EXERCISE MATERIALS Block Start

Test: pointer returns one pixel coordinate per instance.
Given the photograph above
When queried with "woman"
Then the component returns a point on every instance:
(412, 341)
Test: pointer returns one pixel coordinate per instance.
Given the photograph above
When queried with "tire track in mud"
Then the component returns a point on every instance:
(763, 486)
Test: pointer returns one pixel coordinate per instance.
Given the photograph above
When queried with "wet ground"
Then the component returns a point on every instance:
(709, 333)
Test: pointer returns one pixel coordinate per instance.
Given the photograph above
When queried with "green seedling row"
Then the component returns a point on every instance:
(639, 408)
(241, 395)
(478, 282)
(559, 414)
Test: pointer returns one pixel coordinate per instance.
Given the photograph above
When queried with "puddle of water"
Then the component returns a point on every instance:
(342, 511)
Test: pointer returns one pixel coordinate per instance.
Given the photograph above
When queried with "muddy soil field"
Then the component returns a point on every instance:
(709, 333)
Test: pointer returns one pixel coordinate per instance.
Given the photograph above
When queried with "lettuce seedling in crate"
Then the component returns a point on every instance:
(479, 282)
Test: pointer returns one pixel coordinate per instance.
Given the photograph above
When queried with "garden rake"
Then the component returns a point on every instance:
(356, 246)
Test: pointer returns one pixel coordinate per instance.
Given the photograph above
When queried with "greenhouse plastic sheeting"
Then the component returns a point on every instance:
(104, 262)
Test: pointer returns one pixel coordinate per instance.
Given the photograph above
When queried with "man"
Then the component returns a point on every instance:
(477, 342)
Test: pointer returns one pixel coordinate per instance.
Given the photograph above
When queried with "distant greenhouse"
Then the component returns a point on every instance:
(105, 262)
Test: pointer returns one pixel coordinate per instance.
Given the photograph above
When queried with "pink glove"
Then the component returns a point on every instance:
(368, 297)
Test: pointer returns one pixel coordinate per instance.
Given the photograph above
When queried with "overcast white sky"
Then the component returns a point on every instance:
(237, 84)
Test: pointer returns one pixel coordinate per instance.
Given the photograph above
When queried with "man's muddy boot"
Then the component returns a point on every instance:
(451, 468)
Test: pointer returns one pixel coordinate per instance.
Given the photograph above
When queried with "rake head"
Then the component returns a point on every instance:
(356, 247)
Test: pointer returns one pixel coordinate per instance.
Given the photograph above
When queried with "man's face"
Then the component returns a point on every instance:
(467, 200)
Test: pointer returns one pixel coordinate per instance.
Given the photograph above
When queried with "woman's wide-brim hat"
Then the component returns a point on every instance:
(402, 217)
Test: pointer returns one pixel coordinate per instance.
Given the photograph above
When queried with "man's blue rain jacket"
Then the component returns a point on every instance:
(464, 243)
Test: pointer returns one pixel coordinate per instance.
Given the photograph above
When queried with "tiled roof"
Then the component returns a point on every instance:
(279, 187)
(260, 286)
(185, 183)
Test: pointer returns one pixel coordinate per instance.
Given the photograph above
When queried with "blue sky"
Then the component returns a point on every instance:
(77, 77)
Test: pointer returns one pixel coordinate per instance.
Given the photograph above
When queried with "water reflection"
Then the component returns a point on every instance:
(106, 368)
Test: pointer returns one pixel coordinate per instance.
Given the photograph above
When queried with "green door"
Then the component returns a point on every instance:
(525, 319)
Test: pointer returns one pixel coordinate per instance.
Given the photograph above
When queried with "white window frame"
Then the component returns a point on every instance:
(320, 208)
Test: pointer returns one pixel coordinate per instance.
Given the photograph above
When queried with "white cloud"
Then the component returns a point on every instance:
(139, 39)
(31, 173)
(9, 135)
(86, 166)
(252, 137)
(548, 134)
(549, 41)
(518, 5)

EXERCISE MATERIALS Block End
EXERCISE MATERIALS Block Start

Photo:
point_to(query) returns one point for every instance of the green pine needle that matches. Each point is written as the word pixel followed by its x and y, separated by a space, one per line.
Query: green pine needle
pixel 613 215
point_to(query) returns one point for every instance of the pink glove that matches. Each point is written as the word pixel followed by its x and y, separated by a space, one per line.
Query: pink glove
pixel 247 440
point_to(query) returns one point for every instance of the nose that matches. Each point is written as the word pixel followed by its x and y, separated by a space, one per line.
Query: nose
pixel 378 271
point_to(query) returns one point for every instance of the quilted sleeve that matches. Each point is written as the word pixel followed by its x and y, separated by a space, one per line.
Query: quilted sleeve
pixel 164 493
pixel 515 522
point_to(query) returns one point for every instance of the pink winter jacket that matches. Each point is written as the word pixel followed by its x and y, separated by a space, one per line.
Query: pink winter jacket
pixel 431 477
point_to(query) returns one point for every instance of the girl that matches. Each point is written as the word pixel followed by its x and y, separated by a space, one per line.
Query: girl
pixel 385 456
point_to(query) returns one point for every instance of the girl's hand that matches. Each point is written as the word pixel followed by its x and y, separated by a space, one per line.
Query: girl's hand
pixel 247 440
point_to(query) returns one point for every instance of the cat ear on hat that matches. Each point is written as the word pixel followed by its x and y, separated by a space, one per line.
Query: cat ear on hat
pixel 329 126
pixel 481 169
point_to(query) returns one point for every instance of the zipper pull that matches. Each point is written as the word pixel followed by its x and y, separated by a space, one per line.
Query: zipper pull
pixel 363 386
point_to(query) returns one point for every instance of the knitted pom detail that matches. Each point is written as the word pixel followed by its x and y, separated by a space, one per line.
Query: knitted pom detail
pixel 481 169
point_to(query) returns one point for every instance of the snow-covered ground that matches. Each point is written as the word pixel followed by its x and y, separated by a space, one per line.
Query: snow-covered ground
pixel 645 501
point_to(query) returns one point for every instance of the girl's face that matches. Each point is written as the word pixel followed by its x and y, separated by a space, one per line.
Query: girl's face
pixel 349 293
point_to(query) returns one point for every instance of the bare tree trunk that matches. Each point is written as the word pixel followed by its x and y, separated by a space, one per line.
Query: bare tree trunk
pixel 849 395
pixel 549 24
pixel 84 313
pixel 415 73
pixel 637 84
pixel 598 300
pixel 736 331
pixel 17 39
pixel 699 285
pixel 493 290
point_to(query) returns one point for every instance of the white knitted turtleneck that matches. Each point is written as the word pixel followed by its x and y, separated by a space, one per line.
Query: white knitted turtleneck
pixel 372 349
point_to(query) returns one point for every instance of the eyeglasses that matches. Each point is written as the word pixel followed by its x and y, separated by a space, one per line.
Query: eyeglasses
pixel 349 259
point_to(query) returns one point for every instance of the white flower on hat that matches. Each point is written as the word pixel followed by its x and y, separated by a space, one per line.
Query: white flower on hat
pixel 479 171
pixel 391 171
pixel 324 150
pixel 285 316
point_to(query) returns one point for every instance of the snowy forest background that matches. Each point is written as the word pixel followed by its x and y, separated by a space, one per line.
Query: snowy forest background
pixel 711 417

EXERCISE MATERIALS Block End

All that is needed is the exact run of lines above from the line containing "of the green" through the line containing "the girl's hand", both of them included.

ANSWER BELOW »
point_to(query) returns one point for every instance of the green pine needle that matches. Each point is written as the word pixel followed by its x and y, separated by a space, one per line.
Query: green pine needle
pixel 613 215
point_to(query) returns one point for every instance of the pink glove that matches. Each point is written as the word pixel followed by its x and y, separated by a space, one per line.
Query: pink glove
pixel 247 440
point_to(query) returns one point for every instance of the nose that matches. Each point is written as the word pixel followed by its x and y, separated by a space, one per line.
Query: nose
pixel 378 271
point_to(query) returns one point for every instance of the quilted sleeve that matches. Each point is written as the word pixel followed by its x and y, separated by a space, one per line.
Query: quilted sleeve
pixel 164 493
pixel 515 522
point_to(query) returns one point for every instance of the pink winter jacket that matches. Each point is written as the word pixel followed by its x and y, separated by a space, one per line.
Query: pink winter jacket
pixel 431 477
point_to(query) returns one point for every instance of the girl that matches. Each point is written as the word pixel followed by its x and y, separated by a space, one per line.
Query: girl
pixel 385 456
point_to(query) returns one point for every instance of the girl's hand that matches. Each point is written as the word pixel followed by its x and y, separated by a space, one per line.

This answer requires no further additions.